_Document segment_
━━━━━━━━━━━━━━━━━━━━━━━━━━━━━━
Expanding into cage-free eggs and plant-forward menus

MAYANI’s whole-of-value-chain approach extends upstream to production standards, positioning the company to meet institutional buyers’ sustainability requirements. This capability has proven particularly relevant as hotels and restaurant chains seek cage-free egg suppliers.

The company supplies both cage-free eggs and fresh produce to support plant-forward advocacy among the Philippines’ top food brands. This came after chefs at major hotels provided feedback requesting cage-free egg transitions as guests increasingly inquire about supply chain practices.

“A lot of these food brands have committed with certain organizations to transition to cage-free or plant-forward menus, which are time-bound by specific years,” Solis explained. “We are a way to concretize that agenda. At the same time, because the majority of their volume is fresh produce, we’re able to help with their achievement of a plant-forward menu.”

MAYANI partnered with Lever Foundation, a nonprofit focused on improving farm animal welfare standards and promoting plant-based food systems in Asia, as a sustainable supply chain partner. This follows several hotel conglomerates’ commitments to provide at least 50 percent plant-forward menus across affiliates and subsidiaries, with some targeting 70 percent. The partnership will support both cage-free egg supply and plant-forward menu implementation across the Philippines’ top food brands.

While cage-free production remains at an early stage in the Philippines, MAYANI has engaged cage-free producers in Batangas and the Calabarzon area. Solis emphasized that production profiles follow market demand.

“The cage-free movement is thriving, but it’s still at an early stage and needs an additional boost to continue the momentum,” he said. Farmers participate because cage-free eggs command better pricing and provide recurring demand that sustains livelihoods.
━━━━━━━━━━━━━━━━━━━━━━━━━━━━━━
Items from a dataset

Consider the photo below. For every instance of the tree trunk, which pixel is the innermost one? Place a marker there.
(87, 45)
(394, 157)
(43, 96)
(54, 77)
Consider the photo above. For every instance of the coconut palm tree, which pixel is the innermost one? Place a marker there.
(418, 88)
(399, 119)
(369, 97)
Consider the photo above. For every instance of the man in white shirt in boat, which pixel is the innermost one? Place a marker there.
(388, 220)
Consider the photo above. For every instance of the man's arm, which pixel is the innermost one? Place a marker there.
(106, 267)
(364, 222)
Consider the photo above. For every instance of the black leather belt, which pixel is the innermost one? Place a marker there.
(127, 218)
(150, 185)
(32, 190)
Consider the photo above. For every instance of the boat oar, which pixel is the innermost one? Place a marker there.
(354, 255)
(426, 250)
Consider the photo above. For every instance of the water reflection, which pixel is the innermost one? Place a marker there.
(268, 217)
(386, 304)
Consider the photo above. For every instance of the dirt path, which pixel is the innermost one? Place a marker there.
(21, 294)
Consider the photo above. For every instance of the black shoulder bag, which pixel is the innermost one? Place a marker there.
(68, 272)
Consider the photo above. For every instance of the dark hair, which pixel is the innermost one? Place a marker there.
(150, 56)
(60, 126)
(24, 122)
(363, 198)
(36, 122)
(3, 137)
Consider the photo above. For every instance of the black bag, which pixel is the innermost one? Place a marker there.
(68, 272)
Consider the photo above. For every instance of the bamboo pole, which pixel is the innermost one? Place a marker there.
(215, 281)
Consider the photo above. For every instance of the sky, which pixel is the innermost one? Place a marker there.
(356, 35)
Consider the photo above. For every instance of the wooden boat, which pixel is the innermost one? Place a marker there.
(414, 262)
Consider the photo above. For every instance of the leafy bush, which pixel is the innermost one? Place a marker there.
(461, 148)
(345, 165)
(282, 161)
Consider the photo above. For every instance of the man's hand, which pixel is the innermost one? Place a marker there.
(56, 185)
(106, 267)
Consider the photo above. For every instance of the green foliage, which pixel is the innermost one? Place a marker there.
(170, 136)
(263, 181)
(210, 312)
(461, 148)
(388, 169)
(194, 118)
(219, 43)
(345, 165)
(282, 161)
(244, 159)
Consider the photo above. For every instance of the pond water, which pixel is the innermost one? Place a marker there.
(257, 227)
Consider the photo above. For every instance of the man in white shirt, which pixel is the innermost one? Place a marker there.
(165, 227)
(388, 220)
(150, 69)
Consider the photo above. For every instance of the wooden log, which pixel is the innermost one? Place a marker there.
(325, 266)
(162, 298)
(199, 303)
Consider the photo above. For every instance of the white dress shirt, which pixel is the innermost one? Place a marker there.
━━━━━━━━━━━━━━━━━━━━━━━━━━━━━━
_Tasks and exercises_
a) List every geographic place named in the passage on cage-free eggs and plant-forward menus.
b) Reproduce part of the passage on cage-free eggs and plant-forward menus, beginning at the words "MAYANI’s whole-of-value-chain approach" and stopping after the words "cage-free egg suppliers.".

_Solutions for each task_
a) Philippines, Asia, Batangas, Calabarzon

b)
MAYANI’s whole-of-value-chain approach extends upstream to production standards, positioning the company to meet institutional buyers’ sustainability requirements. This capability has proven particularly relevant as hotels and restaurant chains seek cage-free egg suppliers.